Exercise instructions |
1. Translate this sentence from the passage below about Pat Conroy into Spanish: "Through it all, Pat Conroy’s refuge is basketball."
2. Answer these questions using the passage below about Pat Conroy:
(a) What did Conroy suffer decades later that left him contemplating suicide?
(b) Who played Conroy's father in the movie "The Great Santini"?
(c) What team's season games does Conroy recount?
3. Extend the passage below about Pat Conroy's "My Losing Season" with a few sentences that pick up after its final sentence.

-- Text provided follows --

This hard-won perspective proved invaluable decades later, when Conroy suffered bouts of depression that left him contemplating suicide. It was the lesson of his losing season, he suggests, that saved him by reminding him that life wasn’t fair, that winning wasn’t certain and that he had an obligation to go on living nonetheless.

In 1967, Conroy was also learning how to deal with his father, the abusive bully so memorably captured in “The Great Santini” (and later immortalized by Robert Duvall in the movie of the same name). Readers and moviegoers who wonder whether Conroy exaggerated his father’s cruelty may be surprised to learn that, on the contrary, he sugarcoated it. “It was my belief that if I told the truth about Donald Conroy that I would lack all credibility and that no one would want to read a book that contained so much unprovoked humiliation and violence,” he writes. “I added touches of humor and generosity to Colonel Meecham [the fictional stand-in for Conroy’s father] that my father had never displayed in his military life.”

Through it all, Pat Conroy’s refuge is basketball. As he recounts the season’s games against the Bulldogs’ formidable competitors, he seems possessed by some animating ghost. His memory for the details of decades-old glories (and ignominies) astounds us ; Conroy is able to transport us back to these games -- every one of them -- because he has been transported, seemingly reliving them as he writes. Field goals and full-court presses are recollected not as statistics but as the mighty swings of broadswords. At times, “My Losing Season” reads like a war memoir: There’s the same band-of-brothers camaraderie, the sense that every game is a battle in which honor and dignity (if not actual lives) are at stake.

-- Text provided concluded --
-- Supplied entries follows --

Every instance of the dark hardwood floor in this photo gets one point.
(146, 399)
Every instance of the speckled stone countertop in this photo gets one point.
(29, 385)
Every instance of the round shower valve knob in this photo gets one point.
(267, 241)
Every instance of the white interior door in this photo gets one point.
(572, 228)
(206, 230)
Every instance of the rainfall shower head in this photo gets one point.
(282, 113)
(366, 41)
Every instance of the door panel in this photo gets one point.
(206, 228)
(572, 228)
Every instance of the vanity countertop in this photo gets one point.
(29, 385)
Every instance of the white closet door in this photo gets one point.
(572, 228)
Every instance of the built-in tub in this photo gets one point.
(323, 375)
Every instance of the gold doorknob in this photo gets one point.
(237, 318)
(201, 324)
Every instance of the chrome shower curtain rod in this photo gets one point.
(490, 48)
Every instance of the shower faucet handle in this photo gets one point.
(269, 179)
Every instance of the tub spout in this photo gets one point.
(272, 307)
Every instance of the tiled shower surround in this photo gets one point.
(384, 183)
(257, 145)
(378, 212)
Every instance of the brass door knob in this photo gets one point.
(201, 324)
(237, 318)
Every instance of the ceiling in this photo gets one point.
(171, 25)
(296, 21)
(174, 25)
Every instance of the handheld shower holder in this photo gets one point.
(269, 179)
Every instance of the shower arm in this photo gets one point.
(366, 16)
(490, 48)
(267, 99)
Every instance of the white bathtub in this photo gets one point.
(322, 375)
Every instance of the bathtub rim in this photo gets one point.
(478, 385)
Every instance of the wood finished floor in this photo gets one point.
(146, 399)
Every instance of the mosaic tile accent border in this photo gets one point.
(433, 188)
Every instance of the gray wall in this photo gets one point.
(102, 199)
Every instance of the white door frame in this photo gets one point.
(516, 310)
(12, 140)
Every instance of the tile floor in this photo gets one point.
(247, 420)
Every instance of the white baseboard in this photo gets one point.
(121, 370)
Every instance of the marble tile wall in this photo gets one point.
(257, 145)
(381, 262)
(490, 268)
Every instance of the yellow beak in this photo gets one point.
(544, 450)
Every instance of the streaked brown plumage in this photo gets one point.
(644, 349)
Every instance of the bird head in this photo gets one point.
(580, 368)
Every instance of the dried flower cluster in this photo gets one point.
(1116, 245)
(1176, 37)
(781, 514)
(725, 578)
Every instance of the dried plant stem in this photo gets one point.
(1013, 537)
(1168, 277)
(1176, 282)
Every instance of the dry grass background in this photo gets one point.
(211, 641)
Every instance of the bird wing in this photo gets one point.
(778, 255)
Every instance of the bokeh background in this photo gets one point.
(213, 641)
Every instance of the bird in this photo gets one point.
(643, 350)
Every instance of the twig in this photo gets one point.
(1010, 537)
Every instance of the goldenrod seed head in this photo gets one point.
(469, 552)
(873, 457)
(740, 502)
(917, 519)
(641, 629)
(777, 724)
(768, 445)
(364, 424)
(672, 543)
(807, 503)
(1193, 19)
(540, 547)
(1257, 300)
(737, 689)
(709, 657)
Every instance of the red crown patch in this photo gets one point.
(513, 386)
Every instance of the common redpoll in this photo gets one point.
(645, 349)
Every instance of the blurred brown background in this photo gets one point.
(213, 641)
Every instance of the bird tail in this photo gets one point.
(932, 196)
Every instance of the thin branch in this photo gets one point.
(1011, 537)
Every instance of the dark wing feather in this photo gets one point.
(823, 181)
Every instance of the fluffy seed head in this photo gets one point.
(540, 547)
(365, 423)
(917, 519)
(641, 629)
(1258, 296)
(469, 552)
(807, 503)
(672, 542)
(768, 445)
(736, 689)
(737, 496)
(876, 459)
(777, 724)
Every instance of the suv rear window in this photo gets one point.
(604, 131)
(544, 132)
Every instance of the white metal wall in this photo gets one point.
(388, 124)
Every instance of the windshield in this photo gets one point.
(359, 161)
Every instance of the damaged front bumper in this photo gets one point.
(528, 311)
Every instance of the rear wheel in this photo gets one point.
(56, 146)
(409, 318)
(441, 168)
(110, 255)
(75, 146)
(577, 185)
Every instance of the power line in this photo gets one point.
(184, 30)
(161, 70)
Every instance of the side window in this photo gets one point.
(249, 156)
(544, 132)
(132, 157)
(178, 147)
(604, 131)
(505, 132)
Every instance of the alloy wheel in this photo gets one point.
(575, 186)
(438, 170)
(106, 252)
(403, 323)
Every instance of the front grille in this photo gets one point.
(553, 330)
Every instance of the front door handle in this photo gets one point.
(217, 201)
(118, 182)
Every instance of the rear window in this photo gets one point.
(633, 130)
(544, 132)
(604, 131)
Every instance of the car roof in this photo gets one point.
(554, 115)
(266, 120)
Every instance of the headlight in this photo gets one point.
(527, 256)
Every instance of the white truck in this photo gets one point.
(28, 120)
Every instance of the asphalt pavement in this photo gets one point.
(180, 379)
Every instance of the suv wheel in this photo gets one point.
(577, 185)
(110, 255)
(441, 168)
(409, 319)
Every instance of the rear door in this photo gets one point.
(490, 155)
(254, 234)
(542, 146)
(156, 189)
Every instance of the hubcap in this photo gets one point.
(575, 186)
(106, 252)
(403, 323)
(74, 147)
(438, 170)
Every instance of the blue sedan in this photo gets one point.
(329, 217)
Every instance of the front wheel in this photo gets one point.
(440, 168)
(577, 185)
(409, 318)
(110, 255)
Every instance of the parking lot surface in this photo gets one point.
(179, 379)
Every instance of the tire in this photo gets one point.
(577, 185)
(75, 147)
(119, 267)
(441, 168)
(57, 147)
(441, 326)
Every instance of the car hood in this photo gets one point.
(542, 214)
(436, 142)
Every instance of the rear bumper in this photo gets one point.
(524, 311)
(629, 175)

-- Supplied entries concluded --

Responses in order |
1. A lo largo de todo ello, el refugio de Pat Conroy es el baloncesto.

2.
(a) He suffered bouts of depression.
(b) Robert Duvall played him.
(c) He recounts the Bulldogs' games.

3.
Every ragtag team of soldiers needs a gruff but valorous Sarge, and Conroy delivers one in the form of Mel Thompson, the inscrutable Bulldogs coach saddled with the unenviable task of molding these boys -- whose spirits have already been broken by the plebe system -- into a cohesive team. His inability to do so gnaws at him and causes him to lash out at Conroy and his teammates, who respond to his often mean-spirited outbursts with perverse devotion. Conroy, with his horror-movie of a family life, craves affirmation from his grudging coach. The peculiar relationship between this affection-starved young man and this despairing, temperamental older one turns out to be the most important one in the book and is tenderly wrought.

Pop music lore includes the statement, source unknown, that “writing about music is like dancing about architecture,” meaning that the act of trying to get on the page an analysis of something as ineffable and ethereal as music is, in the end, futile. So it may be with basketball, the quickest and most dynamic of sports: a game to be watched, not read about. Conroy’s love for the sport is infectious, and he does as fine a job as anyone could of relaying its poetry and majesty. But after the 10th or 11th play-by-play, readers may find themselves counting the pages that remain until the buzzer sounds and Conroy walks out of the locker room into the less circumscribed world of plebes, professors, parents and girlfriends. It’s off the court where the real transformation is taking place, here the beleaguered athlete is becoming the self-aware writer.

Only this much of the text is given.